■ Instructions for the task: Repeat the entries word for word. Leave nothing out.

■ Given information:
┌──
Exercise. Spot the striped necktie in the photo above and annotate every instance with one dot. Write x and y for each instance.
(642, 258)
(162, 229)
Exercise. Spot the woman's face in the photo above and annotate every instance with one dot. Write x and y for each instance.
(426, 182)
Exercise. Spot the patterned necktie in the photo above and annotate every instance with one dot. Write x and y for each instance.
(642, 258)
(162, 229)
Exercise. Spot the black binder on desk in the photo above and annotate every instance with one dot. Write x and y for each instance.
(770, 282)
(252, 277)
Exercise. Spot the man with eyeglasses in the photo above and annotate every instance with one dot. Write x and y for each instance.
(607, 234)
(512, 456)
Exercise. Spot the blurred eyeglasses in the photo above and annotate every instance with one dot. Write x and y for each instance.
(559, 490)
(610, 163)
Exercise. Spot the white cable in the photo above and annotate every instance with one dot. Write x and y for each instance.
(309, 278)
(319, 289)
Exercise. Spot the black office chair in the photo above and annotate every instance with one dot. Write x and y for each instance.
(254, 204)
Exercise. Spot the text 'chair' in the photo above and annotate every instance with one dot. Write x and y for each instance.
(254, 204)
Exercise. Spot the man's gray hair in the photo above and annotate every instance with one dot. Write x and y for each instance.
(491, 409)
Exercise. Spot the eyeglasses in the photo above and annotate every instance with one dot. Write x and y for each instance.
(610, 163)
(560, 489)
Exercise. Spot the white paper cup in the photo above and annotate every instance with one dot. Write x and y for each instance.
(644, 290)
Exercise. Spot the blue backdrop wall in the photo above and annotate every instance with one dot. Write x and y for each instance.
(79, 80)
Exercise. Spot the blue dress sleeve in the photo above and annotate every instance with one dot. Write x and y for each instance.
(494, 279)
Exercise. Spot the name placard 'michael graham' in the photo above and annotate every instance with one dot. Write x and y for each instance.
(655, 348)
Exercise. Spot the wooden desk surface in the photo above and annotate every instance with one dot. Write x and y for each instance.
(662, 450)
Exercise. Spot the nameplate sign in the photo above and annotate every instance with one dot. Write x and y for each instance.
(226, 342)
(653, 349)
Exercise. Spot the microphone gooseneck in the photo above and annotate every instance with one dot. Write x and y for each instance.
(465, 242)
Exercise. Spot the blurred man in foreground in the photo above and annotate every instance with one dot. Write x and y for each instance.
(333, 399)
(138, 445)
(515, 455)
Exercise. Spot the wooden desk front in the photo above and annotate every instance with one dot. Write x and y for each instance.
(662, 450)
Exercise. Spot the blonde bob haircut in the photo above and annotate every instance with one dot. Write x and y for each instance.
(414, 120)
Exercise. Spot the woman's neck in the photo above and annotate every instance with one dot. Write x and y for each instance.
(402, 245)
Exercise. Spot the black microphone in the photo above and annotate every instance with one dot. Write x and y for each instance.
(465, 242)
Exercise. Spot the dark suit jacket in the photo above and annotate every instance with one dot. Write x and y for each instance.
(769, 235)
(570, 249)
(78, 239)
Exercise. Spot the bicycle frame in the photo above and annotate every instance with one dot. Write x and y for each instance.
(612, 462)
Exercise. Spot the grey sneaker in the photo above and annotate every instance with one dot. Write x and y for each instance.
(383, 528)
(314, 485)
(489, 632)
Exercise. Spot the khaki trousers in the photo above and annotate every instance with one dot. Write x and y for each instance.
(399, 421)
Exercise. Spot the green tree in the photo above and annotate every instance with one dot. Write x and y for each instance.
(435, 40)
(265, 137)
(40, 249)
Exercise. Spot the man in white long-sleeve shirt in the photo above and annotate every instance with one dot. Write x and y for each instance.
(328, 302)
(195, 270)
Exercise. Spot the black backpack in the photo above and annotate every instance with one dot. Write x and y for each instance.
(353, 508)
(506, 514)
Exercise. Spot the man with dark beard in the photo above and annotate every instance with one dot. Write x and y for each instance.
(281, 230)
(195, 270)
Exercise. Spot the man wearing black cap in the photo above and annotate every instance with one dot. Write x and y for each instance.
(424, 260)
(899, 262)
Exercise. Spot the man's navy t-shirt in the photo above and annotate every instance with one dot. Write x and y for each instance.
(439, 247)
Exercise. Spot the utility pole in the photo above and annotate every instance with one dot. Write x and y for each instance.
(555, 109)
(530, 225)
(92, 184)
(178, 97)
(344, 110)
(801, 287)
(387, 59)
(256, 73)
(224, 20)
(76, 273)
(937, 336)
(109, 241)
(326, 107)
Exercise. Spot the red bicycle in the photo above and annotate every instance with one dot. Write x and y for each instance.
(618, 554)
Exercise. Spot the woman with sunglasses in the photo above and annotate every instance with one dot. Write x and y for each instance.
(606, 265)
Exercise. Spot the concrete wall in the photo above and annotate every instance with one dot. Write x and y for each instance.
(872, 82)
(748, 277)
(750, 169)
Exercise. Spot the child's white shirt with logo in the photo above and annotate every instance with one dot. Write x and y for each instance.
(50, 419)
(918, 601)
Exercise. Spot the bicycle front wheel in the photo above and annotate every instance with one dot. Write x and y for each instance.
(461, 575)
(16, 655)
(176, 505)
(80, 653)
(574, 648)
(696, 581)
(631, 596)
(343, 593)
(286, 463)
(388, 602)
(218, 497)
└──
■ Solved exercise:
Exercise. Spot the striped necktie in the photo above and annotate every instance with one dot. Write x and y for each instance.
(642, 258)
(162, 229)
Exercise. Spot the woman's face in the photo above and annotate every instance with one dot. Write x and y for each instance.
(426, 182)
Exercise. Spot the patterned necktie in the photo above and annotate every instance with one dot. Write x and y for each instance.
(642, 258)
(162, 229)
Exercise. Spot the black binder on desk in the photo above and annotate every instance with one dot. Write x and y for each instance.
(770, 282)
(252, 277)
Exercise. Spot the man with eyeglasses in the photo above and annotate every instance with one dot. Write x and y for each instance.
(607, 234)
(512, 456)
Exercise. Spot the blurred eyeglasses in the photo above and annotate every instance with one dot. Write x and y for each instance.
(559, 490)
(610, 163)
Exercise. Spot the white cable in the photo above and annotate every instance with one dot. Write x and y for each instance.
(309, 278)
(319, 289)
Exercise. Spot the black office chair in the photo above and annotate every instance with one dot. Write x and y for each instance.
(254, 204)
Exercise. Spot the text 'chair' in the photo above and annotate every instance with one dot. Write x and y for each instance.
(254, 204)
Exercise. Spot the man's gray hair in the photo above and annotate every instance with one dot. Write x and y for each instance.
(491, 409)
Exercise. Spot the eyeglasses in the photo above and annotate every instance with one dot. Write x and y for each instance.
(610, 163)
(560, 489)
Exercise. Spot the white paper cup in the photo above and annotate every instance with one dot. Write x and y for each instance.
(644, 290)
Exercise. Spot the blue backdrop wall in the photo above and annotate every instance with one dot. Write x and y for each instance.
(79, 80)
Exercise. Spot the blue dress sleeve in the photo above and annotate every instance with one dot. Write x and y for each instance.
(494, 279)
Exercise. Spot the name placard 'michael graham' in the photo above and annotate every instance with one dot. Write x and y for each instance.
(655, 348)
Exercise. Spot the wooden desk surface in the photo above and annotate every instance with one dot. Write x and y for each instance.
(662, 450)
Exercise. Spot the nameplate sign in the photo above and annotate every instance with one dot. Write x and y for each instance.
(226, 342)
(653, 349)
Exercise. Spot the microphone gooseneck in the photo above and annotate every instance with one dot. Write x and y for each instance.
(465, 242)
Exercise. Spot the blurred man in foreground in the photo above and annotate every instance with one dot. Write x and y for each instance.
(333, 399)
(138, 445)
(515, 455)
Exercise. Spot the wooden desk front in the photo above and annotate every instance with one dot. Write x and y for each instance.
(662, 450)
Exercise. Spot the blonde bob haircut in the photo above and annotate every instance with one dot. Write x and y for each instance.
(414, 120)
Exercise. Spot the woman's neck in the photo above and annotate every instance with one dot. Write x and y for each instance.
(402, 245)
Exercise. Spot the black microphone in the photo above and annotate every instance with one dot. Write x and y for each instance.
(465, 242)
Exercise. Spot the dark suit jacket in the photo above and annotate every instance with one dot. Write x and y for each instance.
(769, 235)
(570, 249)
(78, 239)
Exercise. Spot the bicycle frame in the photo above and annotate every instance with one dot. Write x and y for each instance.
(612, 462)
Exercise. Spot the grey sneaker in the photo above and annotate every instance with one dot. Write x and y for each instance.
(383, 528)
(314, 485)
(489, 632)
Exercise. Spot the khaki trousers in the photo above and annotate every instance with one dot. Write x and y for each instance.
(399, 421)
Exercise. Spot the green tree in the photo above and annotate every instance with one dot. Write x and y for each instance.
(435, 40)
(265, 137)
(40, 249)
Exercise. Spot the man in white long-sleeve shirt in the photo above and annotate every instance with one dot. Write x and y for each instance.
(328, 302)
(195, 270)
Exercise. Spot the black backpack in the photo above and annotate every instance with one dot. Write x and y for each instance.
(353, 508)
(506, 514)
Exercise. Spot the man with dark beard in the photo above and annotate every instance with one dot. Write x and y for each instance.
(281, 230)
(195, 270)
Exercise. Spot the man wearing black cap in the photo above and annotate every instance with one dot. Write x and y for each instance.
(424, 260)
(899, 262)
Exercise. Spot the man's navy t-shirt in the photo above and annotate every instance with one dot. Write x and y for each instance.
(439, 247)
Exercise. Spot the utility pole in the photo above and annotate every instance with one dot. Write x and y for each instance.
(555, 109)
(530, 225)
(92, 184)
(178, 97)
(344, 110)
(801, 287)
(387, 59)
(256, 73)
(224, 20)
(76, 273)
(937, 336)
(109, 241)
(326, 107)
Exercise. Spot the red bicycle in the photo above and annotate every instance with one dot. Write x and y for each instance.
(618, 554)
Exercise. Spot the woman with sunglasses in the photo above and annotate every instance with one dot. Write x and y for each instance.
(606, 265)
Exercise. Spot the concrete wall in the photo above and annotate every instance with one dot. Write x and y for each instance.
(872, 82)
(748, 277)
(750, 169)
Exercise. Spot the child's white shirt with logo in the photo above and annotate every instance with one dot. Write x and y for each instance.
(50, 419)
(918, 601)
Exercise. Spot the bicycle front wheel in the photo above and annotate every instance with one dot. Write x and y for each instance.
(461, 575)
(16, 655)
(176, 505)
(80, 653)
(574, 648)
(696, 581)
(631, 596)
(343, 593)
(286, 463)
(388, 602)
(218, 497)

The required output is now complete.